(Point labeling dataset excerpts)
_ _ _ _

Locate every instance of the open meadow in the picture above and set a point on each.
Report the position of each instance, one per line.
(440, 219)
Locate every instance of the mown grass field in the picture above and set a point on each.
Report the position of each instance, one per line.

_ _ _ _

● Required work
Output every line of the records above as a Markdown table, skipping blank lines. Use two columns: "No." for the row number and "Line" for the line.

● The response
| No. | Line |
|---|---|
| 1 | Locate every instance of the open meadow in the picture above and set a point on each. |
| 2 | Report the position of each instance, one per line. |
| 3 | (440, 219) |
| 4 | Locate every instance of the mown grass field in the picture above and set a point on each. |
| 5 | Report the position of each instance, one per line. |